**Exercise 1:**
According to the school newsletter excerpt, why did the High School teachers create the "What makes a Great St Andrews lesson?" document? Answer in one to three sentences.
**Exercise 2:**
Write the next part of the school newsletter excerpt, picking up after its last sentence about the "What makes a Great St Andrews lesson?" document.

Selected text Start Marker

It was great to see so many Year 9 and 10 students and their parents at last week’s Parent/Student/Teacher Meetings, with many very interesting discussions about both Year 9’s Free Choice Options, which are now due by Tuesday, and how well Year 10 have settled into their IGCSE courses. The final Parent/Student/Teacher Meetings of the term take place on Thursday, when I am looking forward to seeing Year 12 and their parents.
Outstanding Cambridge Learner Awards
Many of you will have see, on the school’s Facebook page, where they have over 400 likes, some photos from the recent CIE (Cambridge International Examinations) Outstanding Cambridge Learner Awards, when Mimie, in Year 12, was presented Awards for achieving the best mark in Thailand in IGCSE Biology, Chemistry and Physics, as well as the best mark in the world in IGCSE Development Studies. This is a fantastic achievement, with Mimie being specially mentioned by Ms Margaret Tongue, the Deputy Head of Mission at the British Embassy, Bangkok, in her speech, and it was a privilege to be at the ceremony with Mimie and her mother.
What makes a Great St Andrews lesson?
I have written in the Newsletter before about our What makes a Great St Andrews lesson? document, created by all the High School teachers four years ago so that we have a shared understanding of what great teaching and learning looks like at St Andrews.

Selected text End Marker
Dataset records Start Marker

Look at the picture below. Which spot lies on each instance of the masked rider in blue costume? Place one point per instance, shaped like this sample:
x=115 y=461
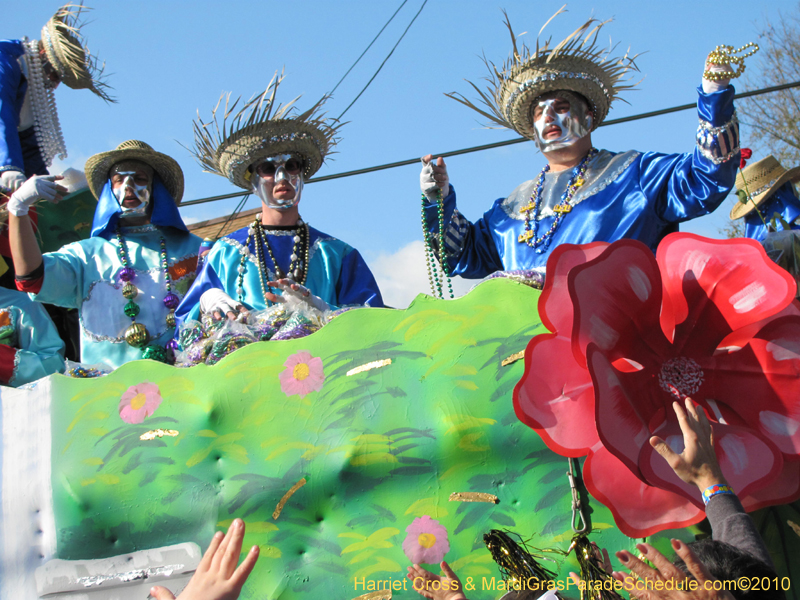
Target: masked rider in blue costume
x=270 y=152
x=582 y=195
x=127 y=279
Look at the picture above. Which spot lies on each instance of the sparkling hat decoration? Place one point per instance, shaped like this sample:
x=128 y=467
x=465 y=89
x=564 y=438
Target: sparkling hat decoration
x=575 y=64
x=260 y=129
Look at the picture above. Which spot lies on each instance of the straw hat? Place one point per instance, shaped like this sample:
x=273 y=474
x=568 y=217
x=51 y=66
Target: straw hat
x=760 y=180
x=259 y=130
x=575 y=64
x=64 y=46
x=98 y=166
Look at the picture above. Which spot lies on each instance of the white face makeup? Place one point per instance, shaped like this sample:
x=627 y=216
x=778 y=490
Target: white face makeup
x=132 y=185
x=278 y=181
x=560 y=120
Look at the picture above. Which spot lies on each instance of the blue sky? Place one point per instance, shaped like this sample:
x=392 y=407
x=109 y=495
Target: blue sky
x=169 y=59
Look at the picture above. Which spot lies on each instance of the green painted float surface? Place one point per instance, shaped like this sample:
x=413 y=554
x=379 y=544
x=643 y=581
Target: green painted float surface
x=377 y=449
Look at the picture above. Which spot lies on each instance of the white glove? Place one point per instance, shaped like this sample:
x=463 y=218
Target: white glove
x=434 y=175
x=220 y=304
x=709 y=87
x=11 y=180
x=294 y=293
x=37 y=187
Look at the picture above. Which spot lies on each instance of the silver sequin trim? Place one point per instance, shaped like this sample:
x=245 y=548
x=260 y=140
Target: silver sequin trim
x=719 y=144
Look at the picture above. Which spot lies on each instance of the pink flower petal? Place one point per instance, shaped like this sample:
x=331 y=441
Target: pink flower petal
x=555 y=396
x=639 y=510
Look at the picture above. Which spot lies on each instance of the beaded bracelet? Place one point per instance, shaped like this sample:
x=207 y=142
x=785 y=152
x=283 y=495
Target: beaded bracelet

Dataset records End Marker

**Answer area 1:**
All the High School teachers created the document four years ago so that the school would have a shared understanding of what great teaching and learning looks like at St Andrews.

**Answer area 2:**
One of the characteristics of a great St Andrews lesson is that “Students are encouraged to develop their abilities as enquiring, risk-taking, independent learners, who can think creatively, critically and reflectively”, and I saw a fantastic example of this in a Year 11 English lesson on Monday.
The students’ teacher was away but, without any prompting from me, the students had re-arranged the tables, as you can see in the photo above, and were discussing, as a group, the character of Curley's Wife in Of Mice and Men, and how they would write an essay on her in an IGCSE English Literature exam.
This “creative, critical and reflective” independent learning only happens when these skills have been both encouraged and developed by the classes teacher throughout their course, and will serve the students very well, both in their IGCSE English Literature exams and beyond.